EXTRACT PROVIDED »
#####

Magical Item Creation Questions

this has always confused me as well, so I’m looking forward to seeing some clarifications.

Hello everyone, sorry for the long delay in answering this. The examples are all wrong, but I wanted to understand why there were wrong before I responded.

The error was introduced in ACKS v22. (For reference, the current version of ACKS is ACKSv v40), created 9/9/2011. In that version, I updated the XP value for monsters from the old LL version to use the new, revised ACKS values. For instance, in ACKS v21, an invisible stalker was worth 215XP, while in ACKS v22, an invisible stalker was worth 1,100XP. 

Unfortunately, I failed to update the examples in the Magic Research section to reflect the change in the monster's XP values. The examples are therefore all wrong!. Here are the correct examples (I hope!):

Potion of Healing - 500gp - 1 Troll (680XP)

Scroll of Fly - 1500gp - 3 Griffons (440XP each = 1320)

Fireball Wand - 30,000gp - 37 Hellhounds (790XP each = 29,230)

Invisibility Ring - 33,000gp - 30 Invisible Stalkers (1,100XP each = 33,000)

Sword +1 - 5,000gp - 36 Ogres (140XP each = 5040)

Sword +2 - 15,000gp - 107 Ogres (140XP each = 14980)

Plate Armor +1 - 5,000gp - 3 Gorgons (1600XP each = 4800)

Susan, thank you very much for spotting these errors. I hate that they slipped through, but I'll get them fixed so future gamers can avoid this confusion.

To answer your other questions:

1. The values don't need to exactly line up, as the numbers above show. I generally just round to the closest creature.

2. The number of special components required is determined by the base cost to make the item, *not* the cost to research the spell. Thus, researching Cure Light Wounds (level 1 spell) would cost 1,000gp, but making a potion of healing using Cure Light Wounds would cost 500gp.

 

Yes, yes, the last thing I was really unclear about has been resolved! Thank you so much for clarifying that, Alex! I think it reflects really well on ACKS that the dev team is so active on here.

Secondary Query: Somewhere in the huge pile of absolutely delightful blog posts, is there one that deals with the fluff behind requiring huge piles of guts for a magic item? LOGICALLY, it seems like a pretty solid way of preventing players from mass producing any particular magic item (and to encourage them to make , as the pile of kobold heads builds up and they’re not sure what to do with them) but I was wondering how you guys meshed that with your design goals in terms of atmosphere and storytelling. That is, in every other respect, ACKS is constantly stopping and asking itself “Will these rules encourage players to act like aragorn, or conan?” I don’t recall many occasions when a fantasy wizard used hundreds of monsters as a component.

Slight clarification: Greater Hellhounds are worth 790. Lesser are worth 65. It would definitely be worth distinguishing between the two.

It does give a reason for mages to make dungeons and it push adventures into slaying specific monsters. Generally in fiction, however, the quests would be to slay a single great beast and not one hundred small ones.

Thanks, I'm glad to help out. It's been a humbling experience to discover how many little loopholes and errors I left in ACKS, despite multiple edits and fairly rigorous attempts at proofreading. 

To answer your question, the inspiration for the "monster guts" requirements came from a few sources.

#####

EXTRACTED INFORMATION »
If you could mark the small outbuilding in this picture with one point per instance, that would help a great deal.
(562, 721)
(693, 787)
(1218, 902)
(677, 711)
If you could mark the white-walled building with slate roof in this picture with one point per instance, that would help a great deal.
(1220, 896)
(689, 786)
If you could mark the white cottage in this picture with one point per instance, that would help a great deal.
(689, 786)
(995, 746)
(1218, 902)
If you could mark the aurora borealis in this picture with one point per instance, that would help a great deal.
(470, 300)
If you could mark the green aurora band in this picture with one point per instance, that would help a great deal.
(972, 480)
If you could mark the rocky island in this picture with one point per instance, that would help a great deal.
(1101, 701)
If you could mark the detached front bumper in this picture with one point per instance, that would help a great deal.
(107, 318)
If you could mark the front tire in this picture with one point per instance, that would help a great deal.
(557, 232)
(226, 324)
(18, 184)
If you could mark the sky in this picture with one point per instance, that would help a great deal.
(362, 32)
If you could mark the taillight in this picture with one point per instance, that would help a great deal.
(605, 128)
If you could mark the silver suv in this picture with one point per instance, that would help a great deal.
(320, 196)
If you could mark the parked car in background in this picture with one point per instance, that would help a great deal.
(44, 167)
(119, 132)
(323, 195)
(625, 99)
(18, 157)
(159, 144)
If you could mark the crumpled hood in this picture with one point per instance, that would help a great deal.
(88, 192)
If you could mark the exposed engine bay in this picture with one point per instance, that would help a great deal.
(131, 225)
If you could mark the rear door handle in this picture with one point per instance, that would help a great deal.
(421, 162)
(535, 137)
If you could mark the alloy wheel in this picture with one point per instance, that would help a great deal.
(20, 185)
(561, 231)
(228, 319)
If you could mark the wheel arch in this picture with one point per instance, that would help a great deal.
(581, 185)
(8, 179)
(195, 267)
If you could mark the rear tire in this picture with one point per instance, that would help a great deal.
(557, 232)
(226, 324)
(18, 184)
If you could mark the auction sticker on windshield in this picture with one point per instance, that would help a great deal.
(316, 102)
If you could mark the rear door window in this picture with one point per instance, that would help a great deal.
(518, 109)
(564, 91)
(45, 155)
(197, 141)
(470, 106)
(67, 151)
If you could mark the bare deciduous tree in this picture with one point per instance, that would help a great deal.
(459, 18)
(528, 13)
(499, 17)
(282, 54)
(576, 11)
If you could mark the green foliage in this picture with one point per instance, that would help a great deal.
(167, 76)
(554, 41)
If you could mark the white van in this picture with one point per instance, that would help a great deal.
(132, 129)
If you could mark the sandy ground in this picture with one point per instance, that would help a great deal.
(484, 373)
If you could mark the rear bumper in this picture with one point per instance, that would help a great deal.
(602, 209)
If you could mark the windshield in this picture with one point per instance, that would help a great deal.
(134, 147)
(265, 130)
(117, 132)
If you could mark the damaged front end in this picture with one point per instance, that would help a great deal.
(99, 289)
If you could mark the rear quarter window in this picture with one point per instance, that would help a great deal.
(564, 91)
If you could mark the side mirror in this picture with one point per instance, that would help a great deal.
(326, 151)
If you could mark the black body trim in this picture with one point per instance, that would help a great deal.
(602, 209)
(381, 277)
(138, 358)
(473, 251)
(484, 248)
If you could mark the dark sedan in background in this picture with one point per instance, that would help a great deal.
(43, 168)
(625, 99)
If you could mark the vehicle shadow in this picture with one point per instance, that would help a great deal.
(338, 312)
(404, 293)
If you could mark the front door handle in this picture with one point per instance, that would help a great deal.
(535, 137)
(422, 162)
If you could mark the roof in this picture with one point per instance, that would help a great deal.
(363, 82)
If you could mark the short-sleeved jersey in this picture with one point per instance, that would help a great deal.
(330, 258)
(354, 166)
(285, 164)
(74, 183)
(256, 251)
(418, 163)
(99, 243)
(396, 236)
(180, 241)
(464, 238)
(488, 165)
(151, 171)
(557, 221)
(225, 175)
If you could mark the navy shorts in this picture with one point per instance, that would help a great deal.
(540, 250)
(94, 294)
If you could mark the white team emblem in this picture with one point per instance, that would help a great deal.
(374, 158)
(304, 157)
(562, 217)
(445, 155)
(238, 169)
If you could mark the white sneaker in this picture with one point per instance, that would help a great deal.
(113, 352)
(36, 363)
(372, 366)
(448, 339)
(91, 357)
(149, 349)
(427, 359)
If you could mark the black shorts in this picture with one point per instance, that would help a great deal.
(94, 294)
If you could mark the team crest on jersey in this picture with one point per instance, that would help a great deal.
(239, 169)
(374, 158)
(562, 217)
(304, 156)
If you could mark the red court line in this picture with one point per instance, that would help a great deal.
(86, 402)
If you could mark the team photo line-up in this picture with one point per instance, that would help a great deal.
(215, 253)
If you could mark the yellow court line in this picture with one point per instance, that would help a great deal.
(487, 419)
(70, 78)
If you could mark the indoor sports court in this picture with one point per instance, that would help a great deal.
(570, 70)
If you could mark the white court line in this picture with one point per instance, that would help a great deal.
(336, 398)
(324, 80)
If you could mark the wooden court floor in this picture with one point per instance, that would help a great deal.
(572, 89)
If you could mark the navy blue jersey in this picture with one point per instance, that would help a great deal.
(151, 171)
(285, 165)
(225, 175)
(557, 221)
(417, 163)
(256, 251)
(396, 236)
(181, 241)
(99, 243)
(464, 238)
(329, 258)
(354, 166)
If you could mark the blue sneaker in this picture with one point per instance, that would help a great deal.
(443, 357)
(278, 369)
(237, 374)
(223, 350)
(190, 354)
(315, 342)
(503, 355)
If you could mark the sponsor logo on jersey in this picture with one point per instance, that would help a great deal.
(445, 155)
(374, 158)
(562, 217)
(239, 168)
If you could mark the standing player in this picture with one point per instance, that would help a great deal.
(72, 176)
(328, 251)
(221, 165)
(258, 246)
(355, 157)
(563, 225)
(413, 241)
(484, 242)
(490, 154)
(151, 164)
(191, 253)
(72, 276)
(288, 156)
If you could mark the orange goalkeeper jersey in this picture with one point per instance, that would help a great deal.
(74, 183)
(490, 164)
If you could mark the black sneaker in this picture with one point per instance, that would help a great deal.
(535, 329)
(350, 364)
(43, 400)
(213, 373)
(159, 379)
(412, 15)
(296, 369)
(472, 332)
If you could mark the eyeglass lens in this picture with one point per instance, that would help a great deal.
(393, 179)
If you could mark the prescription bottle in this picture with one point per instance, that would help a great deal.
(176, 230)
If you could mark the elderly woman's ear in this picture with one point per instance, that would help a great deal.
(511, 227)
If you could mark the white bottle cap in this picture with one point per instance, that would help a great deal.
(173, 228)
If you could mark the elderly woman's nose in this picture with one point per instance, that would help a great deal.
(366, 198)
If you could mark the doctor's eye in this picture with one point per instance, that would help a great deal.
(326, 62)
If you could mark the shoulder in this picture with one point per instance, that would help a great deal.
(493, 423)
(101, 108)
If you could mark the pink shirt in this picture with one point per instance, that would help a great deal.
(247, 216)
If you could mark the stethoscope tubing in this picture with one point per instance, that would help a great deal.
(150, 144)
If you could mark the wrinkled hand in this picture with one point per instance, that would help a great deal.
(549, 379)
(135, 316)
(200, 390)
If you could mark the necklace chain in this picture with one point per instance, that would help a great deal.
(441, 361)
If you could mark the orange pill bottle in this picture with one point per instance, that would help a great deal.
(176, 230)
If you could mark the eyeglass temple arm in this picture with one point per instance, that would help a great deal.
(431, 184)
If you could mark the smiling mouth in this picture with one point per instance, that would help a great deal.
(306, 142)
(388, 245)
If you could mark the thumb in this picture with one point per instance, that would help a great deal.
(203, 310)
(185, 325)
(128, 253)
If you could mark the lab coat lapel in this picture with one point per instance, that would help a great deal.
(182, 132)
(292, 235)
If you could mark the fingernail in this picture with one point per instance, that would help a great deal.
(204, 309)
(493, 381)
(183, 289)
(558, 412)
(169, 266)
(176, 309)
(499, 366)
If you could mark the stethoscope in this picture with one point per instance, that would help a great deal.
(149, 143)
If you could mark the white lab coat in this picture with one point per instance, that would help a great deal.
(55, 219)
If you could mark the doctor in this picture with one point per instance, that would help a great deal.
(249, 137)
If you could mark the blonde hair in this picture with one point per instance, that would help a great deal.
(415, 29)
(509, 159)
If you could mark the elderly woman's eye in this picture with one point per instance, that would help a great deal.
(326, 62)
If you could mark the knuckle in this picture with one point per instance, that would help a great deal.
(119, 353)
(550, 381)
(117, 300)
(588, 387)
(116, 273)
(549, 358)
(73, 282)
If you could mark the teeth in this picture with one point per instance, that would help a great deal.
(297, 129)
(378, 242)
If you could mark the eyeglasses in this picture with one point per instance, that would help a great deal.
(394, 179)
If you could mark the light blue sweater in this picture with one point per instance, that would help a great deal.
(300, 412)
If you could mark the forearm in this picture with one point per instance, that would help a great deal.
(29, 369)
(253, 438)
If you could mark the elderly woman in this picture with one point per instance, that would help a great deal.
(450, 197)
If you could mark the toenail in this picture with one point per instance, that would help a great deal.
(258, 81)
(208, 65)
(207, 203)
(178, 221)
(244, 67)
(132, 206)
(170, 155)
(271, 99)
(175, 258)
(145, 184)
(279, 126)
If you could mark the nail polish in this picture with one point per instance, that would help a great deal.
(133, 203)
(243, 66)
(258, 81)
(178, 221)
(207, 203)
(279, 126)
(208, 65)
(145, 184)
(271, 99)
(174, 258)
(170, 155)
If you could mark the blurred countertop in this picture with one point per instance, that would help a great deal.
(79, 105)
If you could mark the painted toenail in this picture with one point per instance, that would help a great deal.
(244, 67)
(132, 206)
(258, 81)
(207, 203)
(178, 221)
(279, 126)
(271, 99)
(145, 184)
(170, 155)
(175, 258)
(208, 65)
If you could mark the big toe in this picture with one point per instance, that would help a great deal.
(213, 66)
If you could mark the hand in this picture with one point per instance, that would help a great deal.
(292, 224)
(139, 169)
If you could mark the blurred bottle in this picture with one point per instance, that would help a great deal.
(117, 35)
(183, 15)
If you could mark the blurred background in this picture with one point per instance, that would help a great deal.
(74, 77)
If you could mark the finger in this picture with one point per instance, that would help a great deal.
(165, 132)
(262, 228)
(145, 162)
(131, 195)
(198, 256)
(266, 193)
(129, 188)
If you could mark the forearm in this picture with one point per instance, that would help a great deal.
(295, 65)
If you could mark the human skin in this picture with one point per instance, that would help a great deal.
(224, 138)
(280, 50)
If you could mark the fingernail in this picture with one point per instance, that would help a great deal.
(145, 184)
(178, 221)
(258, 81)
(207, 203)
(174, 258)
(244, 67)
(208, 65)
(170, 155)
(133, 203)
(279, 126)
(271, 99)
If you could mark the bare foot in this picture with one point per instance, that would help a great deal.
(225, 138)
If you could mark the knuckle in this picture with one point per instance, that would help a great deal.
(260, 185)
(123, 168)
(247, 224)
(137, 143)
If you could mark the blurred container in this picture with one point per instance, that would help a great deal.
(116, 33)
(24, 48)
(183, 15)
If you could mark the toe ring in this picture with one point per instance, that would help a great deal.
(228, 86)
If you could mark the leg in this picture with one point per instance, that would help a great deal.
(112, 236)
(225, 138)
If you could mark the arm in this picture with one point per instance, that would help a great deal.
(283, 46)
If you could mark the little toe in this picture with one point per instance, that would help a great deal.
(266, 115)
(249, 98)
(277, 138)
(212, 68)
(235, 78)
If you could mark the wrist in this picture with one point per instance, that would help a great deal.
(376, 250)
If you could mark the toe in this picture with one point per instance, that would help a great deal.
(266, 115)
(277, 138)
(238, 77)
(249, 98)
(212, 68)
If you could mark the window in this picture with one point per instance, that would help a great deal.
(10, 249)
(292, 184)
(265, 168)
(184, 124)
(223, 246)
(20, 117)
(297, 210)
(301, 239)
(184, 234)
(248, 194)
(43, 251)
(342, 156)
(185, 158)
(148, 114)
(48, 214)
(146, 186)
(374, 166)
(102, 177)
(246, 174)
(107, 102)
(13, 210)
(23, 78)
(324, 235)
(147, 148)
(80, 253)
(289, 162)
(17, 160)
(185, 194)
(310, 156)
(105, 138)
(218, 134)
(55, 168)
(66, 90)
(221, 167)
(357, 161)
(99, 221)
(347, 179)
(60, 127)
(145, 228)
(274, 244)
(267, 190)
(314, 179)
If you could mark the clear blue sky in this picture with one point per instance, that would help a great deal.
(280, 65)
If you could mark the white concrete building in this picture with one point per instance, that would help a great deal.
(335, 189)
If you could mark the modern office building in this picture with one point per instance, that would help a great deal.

#####

REQUIRED WORK »
1. Repeat the passage of the forum thread on magic item creation that starts at "Scroll of Fly" and ends at "avoid this confusion.", word for word.
2. Carry on the forum thread on magic item creation, picking up after its last sentence.
The items are separate material, apart from the forum thread on magic item creation.

ANSWER SET »
1.
Scroll of Fly - 1500gp - 3 Griffons (440XP each = 1320)

Fireball Wand - 30,000gp - 37 Hellhounds (790XP each = 29,230)

Invisibility Ring - 33,000gp - 30 Invisible Stalkers (1,100XP each = 33,000)

Sword +1 - 5,000gp - 36 Ogres (140XP each = 5040)

Sword +2 - 15,000gp - 107 Ogres (140XP each = 14980)

Plate Armor +1 - 5,000gp - 3 Gorgons (1600XP each = 4800)

Susan, thank you very much for spotting these errors. I hate that they slipped through, but I'll get them fixed so future gamers can avoid this confusion.

2.
The real world inspiration is the actual practice of witch doctors and shamans of using rare creature parts in their potions and artifacts - for example, rhinoceros horn being valued by Eastern practicioners. Then there are legendary inspirations, such as the myths of unicorn horns possessing special powers. The literary inspiration was Conan and Hyboria. Sorcerers in Hyboria always seemed to be using wierd and rare flora and fauna for their various rituals. Another inspiration were the common video game  RPG quests and trade systems, which frequently involve collecting various animal/monster parts. Finally, there's the game-mechanical inspiration of providing an explanation of why wizards build dungeons or hire monsters to bring them rare and exotic. 

In the context of my stories (Auran Empire campaign setting), the explanation is as follows:

What are Souls?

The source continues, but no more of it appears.